-- Aim of the exercise --
List every reference number that the connector assembly text assigns to an opening or openings.

-- Selected extract --
Both the nut 35 and the adapter 20 each have an opening 135 and 30, respectively, so that a connecting wire 145 may be threaded therethrough after connection of the nut 35 to the threaded surface 70 of the receptacle 15 to ensure, after being pulled taut that the socket block 40 is not disconnected from the adapter 20.
The adapter 20 has an opening 150 through which a set screw 155 may be inserted and torqued down against the receptacle to ensure that the adapter 20 does not disconnect from the receptacle 15 after connection thereto.
To construct the connector 10, the receptacle 15 is screwed into the adapter 20. Teflon tape (not shown) may be placed between the receptacle 15 and the adapter 20 to minimize leakage of potting compound 160 before it is cured. The set screw 155 is screwed into the opening 150 against threaded surface 70 and 75 that ensure that the adapter 20 and the receptacle 15 do not separate. A potting compound 160, which may be epoxy based such as Stycast® epoxy from Emerson & Cuming, is then induced into the bores 85, 87, 100 and portion 95 of the adapter 20. After the potting compound 160 sets, the connector 10 is screwed into opening 110 of the junction box 45. The socket block 40 may then be inserted into the receptacle 15 in which the first ends 50 fit within openings 115. Nut 35 screws onto surface 70 of the receptacle 15 and the shoulder 125 impinges against extension 130 to fix the socket block 40 within the receptacle 15. The nut 35 acts as a clamp thereby to force connection of the socket block 40 to the receptacle 15. Wire 145 is then threaded through axial openings 135 and 30 in the nut 35 and the adapter 20 respectively to act as a visible cue that the nut 35 is properly connected to the receptacle 15 and to minimize a probability that the nut 35 would unscrew from the receptacle 15.

-- Recorded information --
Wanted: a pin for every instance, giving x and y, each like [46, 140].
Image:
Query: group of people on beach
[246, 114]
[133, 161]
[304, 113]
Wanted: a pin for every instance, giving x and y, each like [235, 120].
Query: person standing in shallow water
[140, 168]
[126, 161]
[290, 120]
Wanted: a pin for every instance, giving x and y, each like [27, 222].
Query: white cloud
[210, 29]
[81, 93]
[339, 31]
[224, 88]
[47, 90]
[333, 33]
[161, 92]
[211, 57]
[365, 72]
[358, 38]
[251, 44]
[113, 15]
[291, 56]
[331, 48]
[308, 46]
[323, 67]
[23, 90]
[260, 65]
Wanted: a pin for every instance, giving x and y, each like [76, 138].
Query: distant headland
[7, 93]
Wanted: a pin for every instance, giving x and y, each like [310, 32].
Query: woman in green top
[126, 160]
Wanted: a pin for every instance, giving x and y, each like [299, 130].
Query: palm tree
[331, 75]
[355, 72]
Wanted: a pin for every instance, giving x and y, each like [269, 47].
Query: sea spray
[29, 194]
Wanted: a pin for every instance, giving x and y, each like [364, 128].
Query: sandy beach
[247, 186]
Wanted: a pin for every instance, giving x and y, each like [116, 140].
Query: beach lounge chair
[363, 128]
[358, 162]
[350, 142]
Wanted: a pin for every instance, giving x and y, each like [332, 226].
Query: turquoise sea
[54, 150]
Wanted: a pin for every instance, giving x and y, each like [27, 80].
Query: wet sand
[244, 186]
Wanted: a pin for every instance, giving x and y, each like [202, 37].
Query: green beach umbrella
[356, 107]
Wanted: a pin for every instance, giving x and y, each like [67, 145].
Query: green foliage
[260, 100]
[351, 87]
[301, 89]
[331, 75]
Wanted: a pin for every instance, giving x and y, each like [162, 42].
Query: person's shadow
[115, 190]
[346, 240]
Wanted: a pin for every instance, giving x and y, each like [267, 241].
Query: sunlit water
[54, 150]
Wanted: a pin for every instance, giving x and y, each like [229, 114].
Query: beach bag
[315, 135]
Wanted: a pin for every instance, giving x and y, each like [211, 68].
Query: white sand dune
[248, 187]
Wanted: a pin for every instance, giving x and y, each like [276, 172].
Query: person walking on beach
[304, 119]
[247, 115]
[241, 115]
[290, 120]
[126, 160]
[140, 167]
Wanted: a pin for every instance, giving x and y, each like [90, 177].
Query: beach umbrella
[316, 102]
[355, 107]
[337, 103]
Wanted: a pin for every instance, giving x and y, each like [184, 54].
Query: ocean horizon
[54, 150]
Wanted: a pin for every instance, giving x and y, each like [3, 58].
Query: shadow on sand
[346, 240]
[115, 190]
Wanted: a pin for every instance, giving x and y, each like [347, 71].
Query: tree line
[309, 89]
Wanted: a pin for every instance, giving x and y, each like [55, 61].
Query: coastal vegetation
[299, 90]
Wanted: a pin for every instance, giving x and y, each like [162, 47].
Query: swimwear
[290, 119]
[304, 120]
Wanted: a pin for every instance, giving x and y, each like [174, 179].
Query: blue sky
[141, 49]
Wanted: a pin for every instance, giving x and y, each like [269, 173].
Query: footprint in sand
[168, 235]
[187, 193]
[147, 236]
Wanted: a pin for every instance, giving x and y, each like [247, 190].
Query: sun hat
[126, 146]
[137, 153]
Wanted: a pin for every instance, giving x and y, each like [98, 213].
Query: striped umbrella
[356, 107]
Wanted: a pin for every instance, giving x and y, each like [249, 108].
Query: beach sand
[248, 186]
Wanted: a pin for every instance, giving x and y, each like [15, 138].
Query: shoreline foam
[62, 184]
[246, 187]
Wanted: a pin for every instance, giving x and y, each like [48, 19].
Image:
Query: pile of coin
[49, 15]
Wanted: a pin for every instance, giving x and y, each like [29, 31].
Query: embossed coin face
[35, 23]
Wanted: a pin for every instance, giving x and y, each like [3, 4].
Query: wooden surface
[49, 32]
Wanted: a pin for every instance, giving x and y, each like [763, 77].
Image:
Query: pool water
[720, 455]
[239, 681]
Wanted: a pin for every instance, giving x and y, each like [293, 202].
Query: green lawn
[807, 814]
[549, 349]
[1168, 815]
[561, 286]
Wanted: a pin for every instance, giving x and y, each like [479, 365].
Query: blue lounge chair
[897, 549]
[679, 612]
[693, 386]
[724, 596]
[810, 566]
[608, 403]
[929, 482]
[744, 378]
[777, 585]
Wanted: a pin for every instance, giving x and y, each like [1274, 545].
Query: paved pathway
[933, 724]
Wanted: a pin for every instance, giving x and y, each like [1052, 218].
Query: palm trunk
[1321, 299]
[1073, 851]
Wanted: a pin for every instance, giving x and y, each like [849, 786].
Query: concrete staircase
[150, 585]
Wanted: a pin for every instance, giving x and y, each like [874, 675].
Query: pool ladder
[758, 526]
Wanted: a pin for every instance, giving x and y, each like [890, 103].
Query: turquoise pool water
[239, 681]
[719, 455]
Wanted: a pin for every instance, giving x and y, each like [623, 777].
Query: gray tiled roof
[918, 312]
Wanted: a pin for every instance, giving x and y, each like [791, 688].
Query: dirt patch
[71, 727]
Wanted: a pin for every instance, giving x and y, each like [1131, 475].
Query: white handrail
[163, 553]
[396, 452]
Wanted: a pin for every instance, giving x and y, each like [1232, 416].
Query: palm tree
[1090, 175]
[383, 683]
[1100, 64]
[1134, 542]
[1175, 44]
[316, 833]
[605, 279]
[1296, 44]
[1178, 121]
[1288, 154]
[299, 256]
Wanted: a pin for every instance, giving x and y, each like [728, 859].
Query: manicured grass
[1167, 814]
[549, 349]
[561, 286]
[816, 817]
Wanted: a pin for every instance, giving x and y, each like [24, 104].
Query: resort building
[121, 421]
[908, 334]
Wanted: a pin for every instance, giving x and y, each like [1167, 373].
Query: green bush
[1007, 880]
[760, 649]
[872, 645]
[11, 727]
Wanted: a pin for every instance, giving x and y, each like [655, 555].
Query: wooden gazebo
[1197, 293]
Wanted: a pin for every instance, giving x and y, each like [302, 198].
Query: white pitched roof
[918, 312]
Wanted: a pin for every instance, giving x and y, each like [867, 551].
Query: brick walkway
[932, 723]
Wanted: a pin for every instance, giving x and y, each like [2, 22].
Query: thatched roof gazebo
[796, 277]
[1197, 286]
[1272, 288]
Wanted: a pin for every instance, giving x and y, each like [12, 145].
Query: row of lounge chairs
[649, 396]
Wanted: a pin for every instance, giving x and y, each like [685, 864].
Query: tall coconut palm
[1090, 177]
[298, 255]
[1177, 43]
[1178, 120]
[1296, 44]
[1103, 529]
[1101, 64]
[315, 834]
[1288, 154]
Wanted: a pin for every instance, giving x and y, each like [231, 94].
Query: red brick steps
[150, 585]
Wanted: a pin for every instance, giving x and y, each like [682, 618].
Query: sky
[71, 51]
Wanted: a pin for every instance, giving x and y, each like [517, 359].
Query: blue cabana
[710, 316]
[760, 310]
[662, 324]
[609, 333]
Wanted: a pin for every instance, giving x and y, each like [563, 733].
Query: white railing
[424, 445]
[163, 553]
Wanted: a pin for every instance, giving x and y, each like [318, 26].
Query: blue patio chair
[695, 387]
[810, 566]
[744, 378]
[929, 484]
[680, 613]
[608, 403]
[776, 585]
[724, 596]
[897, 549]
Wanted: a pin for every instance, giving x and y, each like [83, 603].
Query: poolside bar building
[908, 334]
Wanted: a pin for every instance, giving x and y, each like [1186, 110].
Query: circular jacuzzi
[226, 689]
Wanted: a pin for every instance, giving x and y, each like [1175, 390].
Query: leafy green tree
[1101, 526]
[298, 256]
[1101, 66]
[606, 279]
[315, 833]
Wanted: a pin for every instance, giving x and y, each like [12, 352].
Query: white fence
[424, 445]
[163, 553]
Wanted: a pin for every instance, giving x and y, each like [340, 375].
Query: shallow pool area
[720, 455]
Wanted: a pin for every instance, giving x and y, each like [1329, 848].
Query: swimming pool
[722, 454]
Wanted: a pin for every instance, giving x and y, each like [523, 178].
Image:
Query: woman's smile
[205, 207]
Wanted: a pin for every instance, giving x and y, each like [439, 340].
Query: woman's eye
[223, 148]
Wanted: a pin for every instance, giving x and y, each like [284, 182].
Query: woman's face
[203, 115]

-- Task solution --
135, 30, 150, 110, 115